Work request — Pull out of the data below the stretch of lines bounded by the one containing "point: woman's dark" and the one containing "point: fairy light", both bounds included, unchanged.

::: Provided entries

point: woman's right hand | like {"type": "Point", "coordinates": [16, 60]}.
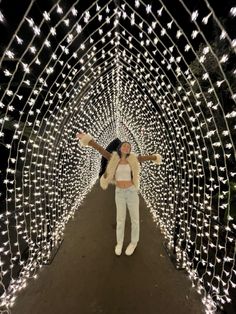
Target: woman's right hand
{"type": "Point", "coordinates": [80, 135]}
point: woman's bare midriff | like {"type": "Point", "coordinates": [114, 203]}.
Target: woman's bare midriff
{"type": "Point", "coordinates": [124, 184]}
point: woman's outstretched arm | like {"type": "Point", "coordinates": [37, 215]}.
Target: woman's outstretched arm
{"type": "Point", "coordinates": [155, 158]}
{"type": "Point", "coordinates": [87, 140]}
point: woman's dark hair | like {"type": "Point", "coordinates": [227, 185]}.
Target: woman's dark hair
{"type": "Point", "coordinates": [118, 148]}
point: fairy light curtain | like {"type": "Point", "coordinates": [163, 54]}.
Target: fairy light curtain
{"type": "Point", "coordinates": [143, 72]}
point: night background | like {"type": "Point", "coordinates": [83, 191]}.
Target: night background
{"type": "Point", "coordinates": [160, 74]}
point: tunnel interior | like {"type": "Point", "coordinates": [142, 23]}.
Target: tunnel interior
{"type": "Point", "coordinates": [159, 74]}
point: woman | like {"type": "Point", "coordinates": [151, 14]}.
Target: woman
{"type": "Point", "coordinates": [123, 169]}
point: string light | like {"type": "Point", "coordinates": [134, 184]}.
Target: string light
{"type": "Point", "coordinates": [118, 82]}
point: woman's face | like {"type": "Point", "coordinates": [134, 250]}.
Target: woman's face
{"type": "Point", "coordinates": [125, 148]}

::::::

Exercise answer —
point: woman's dark hair | like {"type": "Point", "coordinates": [227, 185]}.
Target: woman's dark hair
{"type": "Point", "coordinates": [118, 148]}
point: fairy light curtain | like {"type": "Point", "coordinates": [163, 54]}.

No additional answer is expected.